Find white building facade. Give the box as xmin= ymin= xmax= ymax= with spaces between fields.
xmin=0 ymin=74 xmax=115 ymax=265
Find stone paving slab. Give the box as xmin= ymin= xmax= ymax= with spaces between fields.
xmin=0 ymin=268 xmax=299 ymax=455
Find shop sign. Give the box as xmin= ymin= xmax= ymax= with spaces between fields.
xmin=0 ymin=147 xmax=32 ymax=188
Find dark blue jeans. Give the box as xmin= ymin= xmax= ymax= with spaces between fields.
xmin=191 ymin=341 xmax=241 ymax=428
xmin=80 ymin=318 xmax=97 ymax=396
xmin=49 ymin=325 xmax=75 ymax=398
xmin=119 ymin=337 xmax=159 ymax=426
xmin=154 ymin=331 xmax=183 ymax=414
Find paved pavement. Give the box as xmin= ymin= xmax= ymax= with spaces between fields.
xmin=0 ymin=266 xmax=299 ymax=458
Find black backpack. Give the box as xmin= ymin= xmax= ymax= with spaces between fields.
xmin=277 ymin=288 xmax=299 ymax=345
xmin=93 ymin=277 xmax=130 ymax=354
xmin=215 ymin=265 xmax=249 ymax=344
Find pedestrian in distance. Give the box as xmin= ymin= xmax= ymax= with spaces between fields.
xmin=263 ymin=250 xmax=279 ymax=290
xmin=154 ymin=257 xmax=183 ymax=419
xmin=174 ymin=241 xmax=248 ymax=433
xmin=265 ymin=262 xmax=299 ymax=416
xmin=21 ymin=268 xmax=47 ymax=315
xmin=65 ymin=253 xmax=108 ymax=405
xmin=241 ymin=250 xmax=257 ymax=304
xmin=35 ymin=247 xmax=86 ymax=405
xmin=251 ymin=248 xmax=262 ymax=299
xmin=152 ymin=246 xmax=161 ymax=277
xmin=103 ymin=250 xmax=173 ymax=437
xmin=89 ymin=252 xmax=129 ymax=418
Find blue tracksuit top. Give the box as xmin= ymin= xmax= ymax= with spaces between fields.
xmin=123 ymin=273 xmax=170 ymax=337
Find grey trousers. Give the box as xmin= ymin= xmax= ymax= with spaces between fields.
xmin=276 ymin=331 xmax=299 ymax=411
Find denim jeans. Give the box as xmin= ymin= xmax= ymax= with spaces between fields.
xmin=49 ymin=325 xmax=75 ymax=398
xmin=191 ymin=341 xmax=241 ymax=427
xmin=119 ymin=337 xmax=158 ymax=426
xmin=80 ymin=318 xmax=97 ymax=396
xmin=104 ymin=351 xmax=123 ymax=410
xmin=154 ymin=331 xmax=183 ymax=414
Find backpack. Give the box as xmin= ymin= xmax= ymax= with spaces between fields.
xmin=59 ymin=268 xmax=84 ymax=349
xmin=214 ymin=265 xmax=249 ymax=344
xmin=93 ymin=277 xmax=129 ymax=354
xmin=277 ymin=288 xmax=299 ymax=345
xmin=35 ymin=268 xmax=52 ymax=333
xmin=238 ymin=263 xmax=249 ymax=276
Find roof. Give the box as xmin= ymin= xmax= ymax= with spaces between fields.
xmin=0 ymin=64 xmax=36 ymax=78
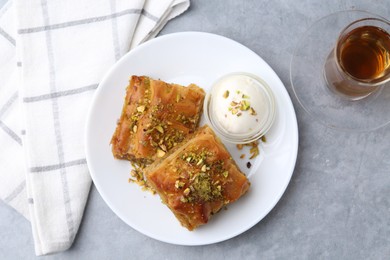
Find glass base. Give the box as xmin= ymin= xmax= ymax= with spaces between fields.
xmin=290 ymin=11 xmax=390 ymax=131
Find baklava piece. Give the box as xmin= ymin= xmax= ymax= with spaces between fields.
xmin=145 ymin=125 xmax=250 ymax=230
xmin=111 ymin=76 xmax=205 ymax=164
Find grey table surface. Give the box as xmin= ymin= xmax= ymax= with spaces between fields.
xmin=0 ymin=0 xmax=390 ymax=259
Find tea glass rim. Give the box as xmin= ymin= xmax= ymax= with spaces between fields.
xmin=333 ymin=17 xmax=390 ymax=87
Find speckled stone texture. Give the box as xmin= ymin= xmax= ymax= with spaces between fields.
xmin=0 ymin=0 xmax=390 ymax=259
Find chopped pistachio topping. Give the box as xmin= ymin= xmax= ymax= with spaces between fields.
xmin=183 ymin=188 xmax=191 ymax=196
xmin=157 ymin=148 xmax=165 ymax=158
xmin=156 ymin=125 xmax=164 ymax=134
xmin=137 ymin=106 xmax=145 ymax=113
xmin=224 ymin=91 xmax=256 ymax=117
xmin=222 ymin=171 xmax=229 ymax=178
xmin=223 ymin=90 xmax=229 ymax=98
xmin=249 ymin=107 xmax=257 ymax=116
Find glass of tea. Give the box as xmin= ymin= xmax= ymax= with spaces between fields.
xmin=324 ymin=18 xmax=390 ymax=100
xmin=290 ymin=10 xmax=390 ymax=132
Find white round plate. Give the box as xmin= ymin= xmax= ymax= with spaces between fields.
xmin=86 ymin=32 xmax=298 ymax=245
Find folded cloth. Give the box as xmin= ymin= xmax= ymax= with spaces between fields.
xmin=0 ymin=0 xmax=189 ymax=255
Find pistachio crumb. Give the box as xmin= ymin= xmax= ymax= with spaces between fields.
xmin=183 ymin=188 xmax=191 ymax=196
xmin=223 ymin=90 xmax=229 ymax=98
xmin=249 ymin=107 xmax=257 ymax=116
xmin=156 ymin=125 xmax=164 ymax=134
xmin=137 ymin=106 xmax=145 ymax=113
xmin=157 ymin=148 xmax=165 ymax=158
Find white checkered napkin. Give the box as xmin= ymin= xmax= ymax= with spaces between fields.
xmin=0 ymin=0 xmax=189 ymax=255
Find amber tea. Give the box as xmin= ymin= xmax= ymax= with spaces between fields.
xmin=338 ymin=26 xmax=390 ymax=82
xmin=324 ymin=18 xmax=390 ymax=100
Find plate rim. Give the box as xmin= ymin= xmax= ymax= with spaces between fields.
xmin=84 ymin=31 xmax=299 ymax=246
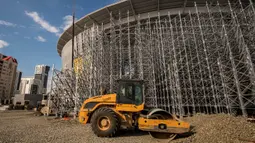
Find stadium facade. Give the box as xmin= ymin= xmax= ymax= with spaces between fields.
xmin=57 ymin=0 xmax=255 ymax=116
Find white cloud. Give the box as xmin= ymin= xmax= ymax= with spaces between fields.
xmin=25 ymin=11 xmax=59 ymax=34
xmin=35 ymin=36 xmax=46 ymax=42
xmin=0 ymin=34 xmax=6 ymax=37
xmin=0 ymin=20 xmax=16 ymax=27
xmin=19 ymin=25 xmax=26 ymax=28
xmin=0 ymin=40 xmax=9 ymax=49
xmin=24 ymin=36 xmax=31 ymax=39
xmin=61 ymin=15 xmax=73 ymax=30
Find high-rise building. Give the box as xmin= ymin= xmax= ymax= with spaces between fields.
xmin=20 ymin=77 xmax=43 ymax=94
xmin=0 ymin=54 xmax=18 ymax=104
xmin=34 ymin=65 xmax=50 ymax=93
xmin=14 ymin=71 xmax=22 ymax=94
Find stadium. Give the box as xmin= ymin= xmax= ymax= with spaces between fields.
xmin=55 ymin=0 xmax=255 ymax=116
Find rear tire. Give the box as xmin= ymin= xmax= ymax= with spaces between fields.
xmin=91 ymin=107 xmax=120 ymax=137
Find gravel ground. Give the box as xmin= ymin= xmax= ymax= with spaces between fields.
xmin=0 ymin=111 xmax=255 ymax=143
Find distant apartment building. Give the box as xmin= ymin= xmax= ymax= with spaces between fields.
xmin=0 ymin=53 xmax=18 ymax=104
xmin=14 ymin=71 xmax=22 ymax=94
xmin=34 ymin=65 xmax=50 ymax=93
xmin=20 ymin=77 xmax=43 ymax=94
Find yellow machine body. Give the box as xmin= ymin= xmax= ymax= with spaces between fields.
xmin=79 ymin=81 xmax=190 ymax=138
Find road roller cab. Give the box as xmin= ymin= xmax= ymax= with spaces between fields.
xmin=79 ymin=80 xmax=190 ymax=139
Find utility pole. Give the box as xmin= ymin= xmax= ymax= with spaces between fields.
xmin=47 ymin=64 xmax=55 ymax=116
xmin=72 ymin=0 xmax=78 ymax=119
xmin=72 ymin=0 xmax=75 ymax=68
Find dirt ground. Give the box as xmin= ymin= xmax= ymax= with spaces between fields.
xmin=0 ymin=111 xmax=255 ymax=143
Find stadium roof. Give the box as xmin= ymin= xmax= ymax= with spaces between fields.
xmin=57 ymin=0 xmax=247 ymax=56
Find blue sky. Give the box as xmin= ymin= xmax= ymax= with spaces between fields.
xmin=0 ymin=0 xmax=117 ymax=76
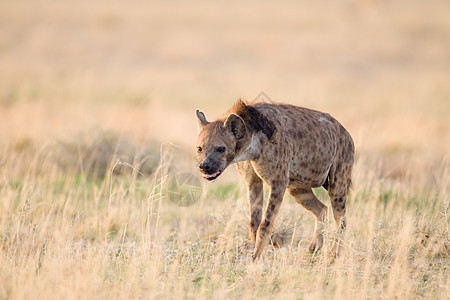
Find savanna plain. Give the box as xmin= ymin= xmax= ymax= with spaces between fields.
xmin=0 ymin=0 xmax=450 ymax=299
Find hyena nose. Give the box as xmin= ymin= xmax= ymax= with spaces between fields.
xmin=198 ymin=162 xmax=211 ymax=172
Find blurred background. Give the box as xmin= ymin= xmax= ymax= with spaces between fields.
xmin=0 ymin=0 xmax=450 ymax=183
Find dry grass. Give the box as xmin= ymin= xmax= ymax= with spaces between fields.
xmin=0 ymin=0 xmax=450 ymax=299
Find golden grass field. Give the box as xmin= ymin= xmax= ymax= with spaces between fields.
xmin=0 ymin=0 xmax=450 ymax=299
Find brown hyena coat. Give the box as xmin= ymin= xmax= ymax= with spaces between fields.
xmin=197 ymin=100 xmax=354 ymax=259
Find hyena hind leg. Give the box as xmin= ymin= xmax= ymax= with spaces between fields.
xmin=331 ymin=195 xmax=347 ymax=255
xmin=289 ymin=188 xmax=328 ymax=253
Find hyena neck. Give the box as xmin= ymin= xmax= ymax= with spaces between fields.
xmin=228 ymin=101 xmax=276 ymax=140
xmin=232 ymin=132 xmax=267 ymax=163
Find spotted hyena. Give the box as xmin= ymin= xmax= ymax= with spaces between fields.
xmin=196 ymin=100 xmax=354 ymax=259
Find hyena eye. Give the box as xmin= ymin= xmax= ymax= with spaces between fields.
xmin=216 ymin=147 xmax=225 ymax=153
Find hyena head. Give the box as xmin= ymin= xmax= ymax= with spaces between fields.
xmin=196 ymin=110 xmax=247 ymax=180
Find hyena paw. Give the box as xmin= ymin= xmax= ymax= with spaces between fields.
xmin=270 ymin=233 xmax=284 ymax=248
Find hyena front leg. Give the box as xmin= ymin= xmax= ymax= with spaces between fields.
xmin=252 ymin=185 xmax=286 ymax=260
xmin=247 ymin=177 xmax=264 ymax=243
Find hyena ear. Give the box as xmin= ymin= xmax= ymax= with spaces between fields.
· · ·
Do this:
Write out, word for word, everything from the beginning of the listing down to and including the line that contains "xmin=0 ymin=147 xmax=32 ymax=188".

Response to this task:
Find white building facade. Give the box as xmin= ymin= xmax= ymax= with spaces between fields.
xmin=0 ymin=74 xmax=115 ymax=265
Find stone paving slab. Give the box as xmin= ymin= xmax= ymax= with spaces between fields.
xmin=0 ymin=268 xmax=299 ymax=455
Find shop sign. Give the box as xmin= ymin= xmax= ymax= with spaces between fields.
xmin=0 ymin=147 xmax=32 ymax=188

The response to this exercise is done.